- **TEKS YANG DIBERIKAN**

= = =

Belajar dari Sulawesi Tengah: Menata Ulang Cara Sumatera Pulih dari Banjir dan Longsor

Andi Setyo Pambudi. Foto-Istimewa

Oleh: Andi Setyo Pambudi 

Setiap bencana besar selalu meninggalkan dua hal: luka dan pelajaran. Sayangnya, tidak semua pelajaran benar-benar dipetik. Gempa bumi, tsunami, dan likuefaksi yang melanda Sulawesi Tengah pada 2018 adalah salah satu tragedi nasional terbesar dalam satu dekade terakhir. Namun dari peristiwa itulah lahir sebuah upaya serius untuk tidak sekadar membangun kembali, melainkan memperbaiki cara kita memulihkan wilayah pascabencana. Upaya itu diwujudkan dalam Rencana Induk Pemulihan dan Pembangunan Kembali Wilayah Pascabencana Provinsi Sulawesi Tengah.


Bagi Sumatera, terutama wilayah Aceh, Sumatera Utara, dan Sumatera Barat yang berulang kali dilanda banjir dan longsor, dokumen ini layak dibaca sebagai cermin. Bukan untuk disalin mentah-mentah, tetapi untuk dinilai secara kritis. Apa yang sudah tepat, dan apa yang masih perlu dibenahi agar rencana induk semacam ini benar-benar berdampak dan berkelanjutan.


Hal paling menonjol dari Rencana Induk Sulawesi Tengah adalah cara pandangnya terhadap bencana. Dokumen ini tidak menempatkan bencana sebagai kejadian alam yang berdiri sendiri, melainkan sebagai krisis pembangunan. Kerusakan tidak hanya dilihat dari rumah yang roboh atau jalan yang terputus, tetapi dari rusaknya tata ruang, terhentinya ekonomi lokal, melemahnya jaringan sosial, dan terbatasnya kapasitas kelembagaan. Cara berpikir ini penting bagi Sumatera, yang selama ini masih sering memandang banjir dan longsor sebagai peristiwa musiman, bukan sinyal kegagalan pengelolaan wilayah.


Namun, di sinilah sekaligus tantangan besar muncul. Cara pandang yang maju di atas kertas tidak selalu mudah diterjemahkan di lapangan. Relokasi permukiman dari wilayah rawan, pembatasan pemanfaatan lahan, dan koreksi tata ruang kerap berhadapan dengan resistensi sosial dan kepentingan politik jangka pendek. Pelajaran dari Sulawesi Tengah menunjukkan bahwa rencana induk yang kuat perlu disertai strategi komunikasi publik yang empatik, perlindungan sosial yang memadai, dan keberanian politik agar keputusan berbasis risiko tidak dipersepsikan sebagai kebijakan yang merugikan warga.

= = =

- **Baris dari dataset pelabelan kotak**
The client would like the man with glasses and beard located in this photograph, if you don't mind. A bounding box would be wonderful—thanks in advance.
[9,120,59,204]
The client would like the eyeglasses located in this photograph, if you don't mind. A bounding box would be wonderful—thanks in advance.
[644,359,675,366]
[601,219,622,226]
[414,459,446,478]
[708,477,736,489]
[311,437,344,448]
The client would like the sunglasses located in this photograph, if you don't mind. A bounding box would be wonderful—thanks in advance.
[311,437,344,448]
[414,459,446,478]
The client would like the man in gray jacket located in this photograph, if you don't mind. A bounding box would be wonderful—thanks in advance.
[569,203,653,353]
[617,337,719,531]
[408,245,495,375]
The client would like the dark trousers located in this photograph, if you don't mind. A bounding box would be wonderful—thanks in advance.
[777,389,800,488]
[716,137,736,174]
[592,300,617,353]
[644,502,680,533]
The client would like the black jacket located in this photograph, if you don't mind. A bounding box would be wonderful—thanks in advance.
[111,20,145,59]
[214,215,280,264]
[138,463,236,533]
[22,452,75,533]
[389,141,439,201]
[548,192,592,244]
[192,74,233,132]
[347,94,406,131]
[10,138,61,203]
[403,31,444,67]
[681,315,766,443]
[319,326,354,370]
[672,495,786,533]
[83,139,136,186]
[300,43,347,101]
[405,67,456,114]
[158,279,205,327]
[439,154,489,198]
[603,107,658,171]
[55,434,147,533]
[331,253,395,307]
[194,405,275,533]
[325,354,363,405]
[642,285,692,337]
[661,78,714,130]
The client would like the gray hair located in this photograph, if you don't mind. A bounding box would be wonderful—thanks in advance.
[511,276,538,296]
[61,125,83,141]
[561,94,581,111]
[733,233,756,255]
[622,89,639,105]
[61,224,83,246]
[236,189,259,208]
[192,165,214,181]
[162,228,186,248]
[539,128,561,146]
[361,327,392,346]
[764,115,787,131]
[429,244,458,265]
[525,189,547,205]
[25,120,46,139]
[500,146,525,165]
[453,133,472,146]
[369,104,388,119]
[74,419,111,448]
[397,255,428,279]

= = =

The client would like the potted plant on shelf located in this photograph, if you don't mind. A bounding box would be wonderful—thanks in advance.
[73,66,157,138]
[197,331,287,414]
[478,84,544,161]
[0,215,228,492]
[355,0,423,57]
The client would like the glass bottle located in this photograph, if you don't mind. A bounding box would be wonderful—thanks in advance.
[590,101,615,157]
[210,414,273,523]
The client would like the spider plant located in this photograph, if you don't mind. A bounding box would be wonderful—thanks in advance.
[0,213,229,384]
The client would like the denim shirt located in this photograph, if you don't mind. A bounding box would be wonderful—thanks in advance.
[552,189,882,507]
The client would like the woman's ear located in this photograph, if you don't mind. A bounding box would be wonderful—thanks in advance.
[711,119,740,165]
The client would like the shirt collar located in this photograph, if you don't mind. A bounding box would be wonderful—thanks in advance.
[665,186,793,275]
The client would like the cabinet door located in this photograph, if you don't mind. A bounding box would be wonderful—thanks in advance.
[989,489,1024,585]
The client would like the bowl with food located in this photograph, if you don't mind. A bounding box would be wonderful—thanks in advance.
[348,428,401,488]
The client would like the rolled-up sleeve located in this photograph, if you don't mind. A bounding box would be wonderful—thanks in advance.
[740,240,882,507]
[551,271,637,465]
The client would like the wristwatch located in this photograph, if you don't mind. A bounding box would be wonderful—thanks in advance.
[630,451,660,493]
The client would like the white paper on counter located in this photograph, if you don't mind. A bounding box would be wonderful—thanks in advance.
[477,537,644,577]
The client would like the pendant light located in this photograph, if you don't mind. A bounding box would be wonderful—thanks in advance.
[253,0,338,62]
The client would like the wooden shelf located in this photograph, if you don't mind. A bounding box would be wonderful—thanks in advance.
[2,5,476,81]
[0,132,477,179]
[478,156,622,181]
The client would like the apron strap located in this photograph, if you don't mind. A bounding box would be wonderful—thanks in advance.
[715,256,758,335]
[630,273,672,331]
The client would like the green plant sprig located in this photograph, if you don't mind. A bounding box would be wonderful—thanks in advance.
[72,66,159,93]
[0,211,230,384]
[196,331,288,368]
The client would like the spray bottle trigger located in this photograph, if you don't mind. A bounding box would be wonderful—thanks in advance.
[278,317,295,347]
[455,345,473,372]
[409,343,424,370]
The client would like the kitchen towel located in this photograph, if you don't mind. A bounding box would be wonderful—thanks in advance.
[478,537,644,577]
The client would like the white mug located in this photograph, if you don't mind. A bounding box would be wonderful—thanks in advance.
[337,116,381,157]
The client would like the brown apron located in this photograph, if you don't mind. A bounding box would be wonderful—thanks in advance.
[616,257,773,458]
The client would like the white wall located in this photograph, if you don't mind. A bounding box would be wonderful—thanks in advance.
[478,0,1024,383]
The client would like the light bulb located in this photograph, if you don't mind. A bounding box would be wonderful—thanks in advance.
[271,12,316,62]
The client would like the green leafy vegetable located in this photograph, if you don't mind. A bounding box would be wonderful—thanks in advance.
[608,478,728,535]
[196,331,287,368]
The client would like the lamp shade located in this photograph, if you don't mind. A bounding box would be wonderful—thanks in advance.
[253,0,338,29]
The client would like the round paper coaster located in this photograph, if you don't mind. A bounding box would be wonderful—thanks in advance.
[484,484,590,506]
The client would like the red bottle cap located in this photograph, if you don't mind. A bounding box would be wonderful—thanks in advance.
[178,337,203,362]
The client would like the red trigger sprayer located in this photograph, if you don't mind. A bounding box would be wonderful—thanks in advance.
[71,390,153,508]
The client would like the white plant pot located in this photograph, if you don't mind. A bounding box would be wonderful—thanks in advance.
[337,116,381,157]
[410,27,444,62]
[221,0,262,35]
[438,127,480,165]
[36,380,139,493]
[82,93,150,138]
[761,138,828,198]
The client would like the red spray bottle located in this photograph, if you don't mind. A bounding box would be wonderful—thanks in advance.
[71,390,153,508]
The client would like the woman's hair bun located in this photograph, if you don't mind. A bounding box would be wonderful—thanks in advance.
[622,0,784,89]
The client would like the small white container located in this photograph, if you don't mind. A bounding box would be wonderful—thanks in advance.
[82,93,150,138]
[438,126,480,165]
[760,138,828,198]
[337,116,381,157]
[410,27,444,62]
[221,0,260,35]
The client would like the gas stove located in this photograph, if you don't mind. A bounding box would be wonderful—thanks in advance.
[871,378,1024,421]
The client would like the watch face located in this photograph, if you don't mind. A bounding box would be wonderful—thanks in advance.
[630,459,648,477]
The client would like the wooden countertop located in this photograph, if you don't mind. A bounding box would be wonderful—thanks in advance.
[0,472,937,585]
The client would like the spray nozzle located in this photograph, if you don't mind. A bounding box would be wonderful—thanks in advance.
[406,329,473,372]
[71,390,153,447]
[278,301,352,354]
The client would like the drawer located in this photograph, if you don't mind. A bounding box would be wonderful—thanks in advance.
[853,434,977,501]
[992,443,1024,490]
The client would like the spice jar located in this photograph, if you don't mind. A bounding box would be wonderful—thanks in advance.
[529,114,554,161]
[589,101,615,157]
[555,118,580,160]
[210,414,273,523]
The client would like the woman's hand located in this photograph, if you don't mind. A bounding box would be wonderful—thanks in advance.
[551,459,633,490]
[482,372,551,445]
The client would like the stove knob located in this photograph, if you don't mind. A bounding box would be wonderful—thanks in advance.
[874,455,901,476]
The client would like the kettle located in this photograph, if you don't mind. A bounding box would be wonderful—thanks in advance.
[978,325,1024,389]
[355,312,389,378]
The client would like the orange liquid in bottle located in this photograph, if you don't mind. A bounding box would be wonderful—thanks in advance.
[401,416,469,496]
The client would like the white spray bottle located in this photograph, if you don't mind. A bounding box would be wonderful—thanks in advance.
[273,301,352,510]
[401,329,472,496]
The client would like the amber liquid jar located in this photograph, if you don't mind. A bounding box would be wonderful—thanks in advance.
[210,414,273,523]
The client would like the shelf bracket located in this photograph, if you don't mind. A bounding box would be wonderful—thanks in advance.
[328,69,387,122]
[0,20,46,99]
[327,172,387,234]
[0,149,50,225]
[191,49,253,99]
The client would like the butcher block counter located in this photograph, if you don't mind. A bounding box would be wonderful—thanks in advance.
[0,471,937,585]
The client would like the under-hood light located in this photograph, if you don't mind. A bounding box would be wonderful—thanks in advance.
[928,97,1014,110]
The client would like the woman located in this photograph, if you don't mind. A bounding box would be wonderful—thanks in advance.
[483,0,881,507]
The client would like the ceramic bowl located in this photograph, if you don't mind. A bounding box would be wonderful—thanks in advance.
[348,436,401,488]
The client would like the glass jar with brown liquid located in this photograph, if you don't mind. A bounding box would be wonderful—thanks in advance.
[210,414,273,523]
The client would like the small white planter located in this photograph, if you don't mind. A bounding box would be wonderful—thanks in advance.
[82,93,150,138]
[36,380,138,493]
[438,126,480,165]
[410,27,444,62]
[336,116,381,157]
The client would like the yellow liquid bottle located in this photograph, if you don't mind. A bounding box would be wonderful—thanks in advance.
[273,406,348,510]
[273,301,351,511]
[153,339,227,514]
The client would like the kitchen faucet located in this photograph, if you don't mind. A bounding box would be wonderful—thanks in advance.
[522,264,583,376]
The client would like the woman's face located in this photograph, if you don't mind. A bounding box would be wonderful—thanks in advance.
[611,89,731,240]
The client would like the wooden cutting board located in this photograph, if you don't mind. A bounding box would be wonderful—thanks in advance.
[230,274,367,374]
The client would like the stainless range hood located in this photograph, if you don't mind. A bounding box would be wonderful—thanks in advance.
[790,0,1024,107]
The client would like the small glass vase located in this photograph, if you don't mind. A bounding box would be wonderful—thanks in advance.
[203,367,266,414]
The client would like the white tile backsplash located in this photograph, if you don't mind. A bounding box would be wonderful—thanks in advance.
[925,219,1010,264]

= = =

- **TUJUAN LATIHAN**
Dapatkah Anda menulis ulang seluruh bagian teks tentang pemulihan pascabencana, dari "Hal paling menonjol" terus hingga "kegagalan pengelolaan wilayah.", dengan mengganti "krisis pembangunan" menjadi "krisis tata kelola"?

- **JAWABAN LENGKAP**
Hal paling menonjol dari Rencana Induk Sulawesi Tengah adalah cara pandangnya terhadap bencana. Dokumen ini tidak menempatkan bencana sebagai kejadian alam yang berdiri sendiri, melainkan sebagai krisis tata kelola. Kerusakan tidak hanya dilihat dari rumah yang roboh atau jalan yang terputus, tetapi dari rusaknya tata ruang, terhentinya ekonomi lokal, melemahnya jaringan sosial, dan terbatasnya kapasitas kelembagaan. Cara berpikir ini penting bagi Sumatera, yang selama ini masih sering memandang banjir dan longsor sebagai peristiwa musiman, bukan sinyal kegagalan pengelolaan wilayah.